How to add line to previous line if not a number?


 
Thread Tools Search this Thread
Top Forums Shell Programming and Scripting How to add line to previous line if not a number?
# 1  
Old 01-16-2016
How to add line to previous line if not a number?

Hi,
I am trying to compare 2 lists. However, one of these lists has to be taken from a.pdf file. When I copy the test into a .txt document there are formatting errors which I need to correct. The document is long (~10,000 lines) so I need to script the re-formatting.

Currently my file looks like:

Code:
862.0
DIAPHRAGM, WITHOUT MENTION OF OPEN WOUND INTO CAVITY
862.1
DIAPHRAGM, WITH OPEN WOUND INTO CAVITY
862.3
OTHER SPECIFIED INTRATHORACIC ORGAN, WITH OPEN WOUND INTO CAVITY
862.8
MULTIPLE AND UNSPECIFIED INTRATHORACIC ORGANS WITHOUT MENTION OF
 OPEN WOUND INTO CAVITY
863
INJURY TO GASTROINTESTINAL TRACT
863.0

But i want it to look like the below: i.e alternating between a line of didgets and a line of text. I beleive that there should eb a way of making a SED or AWK statement which looks at each line, and if there are 2 consecutive lines starting with a letter A-Z, moves the second of these to be after the first.

Can any one hep me to do this?

Code:
862.0
DIAPHRAGM, WITHOUT MENTION OF OPEN WOUND INTO CAVITY
862.1
DIAPHRAGM, WITH OPEN WOUND INTO CAVITY
862.3
OTHER SPECIFIED INTRATHORACIC ORGAN, WITH OPEN WOUND INTO CAVITY
862.8
MULTIPLE AND UNSPECIFIED INTRATHORACIC ORGANS WITHOUT MENTION OF OPEN WOUND INTO CAVITY
863
INJURY TO GASTROINTESTINAL TRACT
863.0


Last edited by Scrutinizer; 01-16-2016 at 03:16 PM.. Reason: code tags
# 2  
Old 01-16-2016
Hello carlr,

Please use code tags for commands/code/Inputs which you are using in your posts as per forum rules. Could you please try following and let me know if this helps.
Code:
awk '($0 ~ /^[[:alpha:]]/){A=$0;getline;if($0 ~ /^[[:alpha:]]/){if(A){print A OFS $0;A=""}} else {print A ORS $0;A=""};next}{print}'  Input_file

Output will be as follows.

* PROBLEM DESCRIPTION *
How long does the poster say the document in the scripting forum thread is? The records that follow were drawn from a separate source.

* GIVEN INFORMATION *
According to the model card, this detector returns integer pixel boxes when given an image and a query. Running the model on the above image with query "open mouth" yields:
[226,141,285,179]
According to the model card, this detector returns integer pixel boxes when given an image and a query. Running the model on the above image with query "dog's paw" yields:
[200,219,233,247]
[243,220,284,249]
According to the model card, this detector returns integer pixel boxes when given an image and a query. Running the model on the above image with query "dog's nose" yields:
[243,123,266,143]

* FULL SOLUTION *
About 10,000 lines.